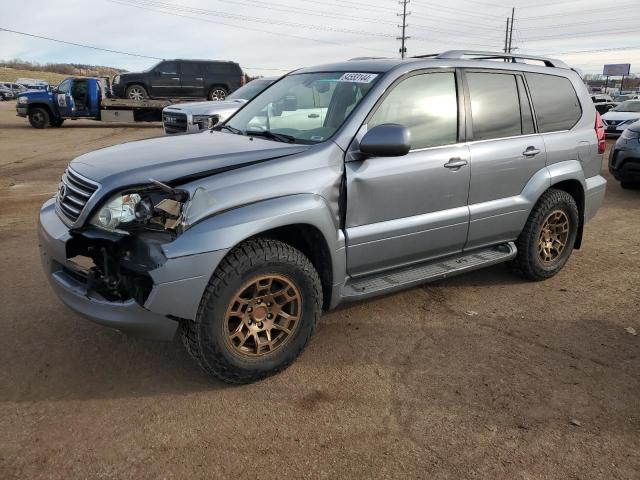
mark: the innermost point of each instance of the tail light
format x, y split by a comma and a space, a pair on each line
602, 145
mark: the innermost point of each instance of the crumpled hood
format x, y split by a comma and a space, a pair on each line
176, 158
206, 108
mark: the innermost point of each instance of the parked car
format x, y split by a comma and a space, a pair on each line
337, 183
624, 157
209, 79
6, 93
196, 116
627, 96
621, 116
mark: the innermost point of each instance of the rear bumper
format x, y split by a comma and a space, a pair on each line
178, 286
624, 164
594, 196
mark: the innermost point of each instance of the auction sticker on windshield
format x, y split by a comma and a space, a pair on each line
358, 77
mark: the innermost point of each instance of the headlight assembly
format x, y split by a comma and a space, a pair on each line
158, 210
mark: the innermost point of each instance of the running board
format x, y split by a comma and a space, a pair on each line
385, 282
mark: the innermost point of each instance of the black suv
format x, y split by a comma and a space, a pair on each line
179, 79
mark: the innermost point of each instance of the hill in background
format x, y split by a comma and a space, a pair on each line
53, 73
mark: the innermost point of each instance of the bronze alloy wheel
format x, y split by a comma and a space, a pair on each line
553, 236
263, 315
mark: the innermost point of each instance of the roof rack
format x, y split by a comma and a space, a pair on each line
480, 55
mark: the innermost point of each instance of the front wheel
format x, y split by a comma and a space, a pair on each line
257, 314
39, 118
547, 240
217, 94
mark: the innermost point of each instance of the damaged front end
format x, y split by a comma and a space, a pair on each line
114, 254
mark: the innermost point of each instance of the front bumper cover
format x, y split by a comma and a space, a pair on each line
178, 285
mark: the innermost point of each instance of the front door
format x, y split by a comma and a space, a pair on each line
64, 100
165, 80
192, 80
403, 210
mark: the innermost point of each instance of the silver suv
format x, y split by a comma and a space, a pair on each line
337, 183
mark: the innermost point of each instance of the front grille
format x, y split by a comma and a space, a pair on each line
74, 192
174, 122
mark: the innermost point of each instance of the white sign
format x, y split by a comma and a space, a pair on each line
358, 77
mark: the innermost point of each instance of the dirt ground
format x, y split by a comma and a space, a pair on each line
479, 376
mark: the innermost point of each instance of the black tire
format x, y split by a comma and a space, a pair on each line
136, 92
217, 94
205, 338
39, 117
528, 262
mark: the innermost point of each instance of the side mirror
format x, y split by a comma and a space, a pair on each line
386, 140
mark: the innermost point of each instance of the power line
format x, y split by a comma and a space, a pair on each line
78, 44
244, 27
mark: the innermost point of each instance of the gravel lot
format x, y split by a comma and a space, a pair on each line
479, 376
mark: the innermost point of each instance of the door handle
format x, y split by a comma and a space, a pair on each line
531, 152
455, 163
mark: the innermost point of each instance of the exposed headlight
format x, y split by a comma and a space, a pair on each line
156, 209
118, 211
205, 121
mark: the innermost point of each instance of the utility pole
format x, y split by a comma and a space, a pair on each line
506, 37
513, 14
404, 37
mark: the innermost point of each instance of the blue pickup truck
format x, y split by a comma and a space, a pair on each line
84, 97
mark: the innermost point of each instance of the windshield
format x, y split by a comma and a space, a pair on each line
250, 90
628, 106
305, 108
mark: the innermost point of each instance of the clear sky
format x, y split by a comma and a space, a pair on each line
269, 36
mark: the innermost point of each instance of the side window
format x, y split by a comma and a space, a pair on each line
555, 102
495, 106
525, 108
168, 68
427, 104
190, 68
65, 86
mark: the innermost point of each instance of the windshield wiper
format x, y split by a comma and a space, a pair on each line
237, 131
280, 137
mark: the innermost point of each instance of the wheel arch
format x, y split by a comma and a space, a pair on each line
576, 189
303, 221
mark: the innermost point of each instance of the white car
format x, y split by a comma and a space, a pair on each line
196, 116
620, 117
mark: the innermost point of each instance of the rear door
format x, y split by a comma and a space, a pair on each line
403, 210
165, 80
505, 153
192, 80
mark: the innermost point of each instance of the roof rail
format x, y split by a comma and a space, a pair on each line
513, 57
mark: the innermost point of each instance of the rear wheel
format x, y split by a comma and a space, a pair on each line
257, 314
39, 117
136, 92
547, 240
217, 94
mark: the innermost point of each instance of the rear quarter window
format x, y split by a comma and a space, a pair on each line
555, 102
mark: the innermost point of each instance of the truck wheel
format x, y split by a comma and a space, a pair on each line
217, 94
547, 240
257, 314
136, 92
39, 117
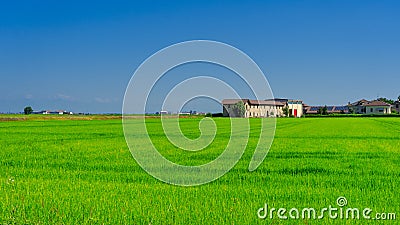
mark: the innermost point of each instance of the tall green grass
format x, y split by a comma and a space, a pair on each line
81, 172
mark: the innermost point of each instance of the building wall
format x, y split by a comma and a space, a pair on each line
377, 110
255, 110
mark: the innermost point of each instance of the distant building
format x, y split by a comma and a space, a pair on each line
295, 106
396, 107
310, 110
370, 107
254, 108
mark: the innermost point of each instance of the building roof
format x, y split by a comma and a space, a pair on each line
359, 102
252, 102
233, 101
265, 102
376, 103
329, 109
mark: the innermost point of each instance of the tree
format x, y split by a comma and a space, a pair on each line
286, 111
28, 110
239, 109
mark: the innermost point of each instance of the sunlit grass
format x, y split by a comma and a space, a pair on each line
81, 171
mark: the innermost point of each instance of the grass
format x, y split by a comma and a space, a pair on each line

========================================================================

EXERCISE OBJECTIVE » From the records given above, reproduce all text exactly and exclude each picture.

ANSWER »
mark: the innermost point of each instance of the tail light
format x, y split by a comma and a space, a pair on each line
602, 145
mark: the innermost point of each instance of the crumpled hood
format x, y split by a comma and a space, a pair on each line
176, 158
206, 108
mark: the innermost point of each instance of the parked car
format x, y split by a comma and a space, a pair on each line
337, 183
624, 157
209, 79
6, 93
196, 116
627, 96
621, 116
mark: the innermost point of each instance of the rear bumper
format x, y split by a comma and a space, a pair on each line
178, 286
624, 164
594, 196
mark: the innermost point of each instance of the auction sticker on windshield
format x, y split by a comma and a space, a pair on each line
358, 77
mark: the innermost point of each instance of the headlight assembly
format x, y split by a comma and a space, a pair on each line
158, 210
mark: the innermost point of each instance of the running board
format x, y split by a comma and a space, a pair on each line
385, 282
mark: the innermost point of each instance of the black suv
format x, y split by a comma and a space, a pair on each line
179, 79
mark: the innermost point of each instance of the hill in background
format x, y split by a comma and a space, a pair on each line
53, 73
mark: the innermost point of each instance of the bronze alloy wheel
format x, y split by a comma and a space, a pair on each line
553, 236
263, 315
mark: the innermost point of each instance of the roof rack
format x, y split by a comma and a space, a pair on each line
480, 55
mark: the innermost point of each instance of the front wheel
format x, y split by a comma and a space, a pair on each line
257, 314
39, 118
547, 240
217, 94
mark: the innermost point of each instance of the damaged front end
format x, y split by a comma and a space, a pair on each line
114, 254
mark: the innermost point of each instance of the front bumper cover
format x, y split by a comma and a space, a pair on each line
178, 285
mark: the innermost point of each instance of the front door
format x, y split by a comma and a space, a pair on each line
64, 100
165, 80
192, 80
403, 210
mark: the innermost point of each instance of the silver suv
format x, y split by a comma and a space, a pair on each line
337, 183
mark: the innermost point of each instance of the front grille
format x, y split by a comma and a space, a pair on each line
74, 192
174, 122
mark: the innermost point of each instance of the white sign
format x, y split by a comma and a space, a pair on each line
358, 77
mark: the innermost point of each instance of the dirt ground
format x, y split by a comma and a space, a pair on each line
479, 376
mark: the innermost point of each instance of the black tire
format x, y split by a comma and a space, a pair on each line
136, 92
217, 94
205, 338
39, 117
528, 262
mark: the innermost point of each instance of the side mirror
format x, y split by a comma and a space, a pair on each line
386, 140
mark: the innermost point of each instance of the power line
format x, y split by a comma and a space, a pair on each line
78, 44
244, 27
mark: the innermost point of each instance of the gravel lot
format x, y split by a comma and a space, a pair on each line
479, 376
mark: the innermost point of each instance of the door handle
format x, y split by a comma and a space, a pair on each line
531, 152
455, 163
mark: the innermost point of each instance of the exposed headlight
format x, y split by a comma and a space, a pair on each line
156, 209
118, 211
205, 121
mark: the innermost point of each instance of the utility pole
format x, y split by a comma and a space, a pair on each line
506, 37
513, 14
404, 37
mark: the innermost point of each instance of the blue pickup truck
format x, y split by a comma and a space, a pair on each line
84, 97
mark: the innermost point of each instance of the windshield
format x, y split by a comma and a space, a pair on each line
250, 90
628, 106
305, 108
mark: the innermost point of each instance of the clear sky
format x, y split by a comma and a space, a pair on each line
269, 36
mark: the innermost point of each instance of the side window
format x, y split by a comma and a space, a pair on each line
555, 102
495, 106
525, 108
168, 68
427, 104
190, 68
65, 86
mark: the innermost point of each instance of the windshield wiper
format x, y split by a comma and a space, a pair on each line
237, 131
280, 137
mark: the innermost point of each instance of the wheel arch
format x, y split by a comma and a space, a pair on each line
576, 189
303, 221
mark: the innermost point of each instance of the white car
format x, y split by a comma and a space, a pair on each line
196, 116
620, 117
mark: the innermost point of each instance of the rear door
format x, y split by a comma and a space, a pair on each line
403, 210
165, 80
505, 153
192, 80
mark: the innermost point of each instance of the roof rail
format x, y split by a comma and a space, a pair on each line
513, 57
mark: the innermost point of each instance of the rear wheel
format x, y split by a comma and a space, a pair on each line
257, 314
39, 117
136, 92
547, 240
217, 94
mark: the innermost point of each instance of the rear quarter window
format x, y split by a comma and a space, a pair on each line
555, 102
mark: the innermost point of each instance of the truck wheel
format x, y split by a comma and a space, a pair on each line
217, 94
547, 240
257, 314
136, 92
39, 117
mark: the innermost point of each instance of the tall green grass
format x, y split by a comma and a space, a pair on each line
81, 172
mark: the innermost point of each instance of the building wall
format x, y split by a comma and a space, a pair on each line
377, 110
255, 110
mark: the innermost point of each instance of the distant building
format x, y split by a comma and a space, a pair on each line
295, 106
396, 107
310, 110
370, 107
254, 108
mark: the innermost point of each instance of the building roof
format x, y split by a comma and a space, a pair on each line
359, 102
252, 102
233, 101
265, 102
376, 103
329, 109
mark: the innermost point of each instance of the tree
format x, y split by a comma and a space, a pair on each line
286, 111
28, 110
239, 109
mark: the innermost point of each instance of the sunlit grass
format x, y split by a comma and a space, a pair on each line
81, 171
mark: the innermost point of each instance of the grass
format x, y split by a comma and a space, a pair on each line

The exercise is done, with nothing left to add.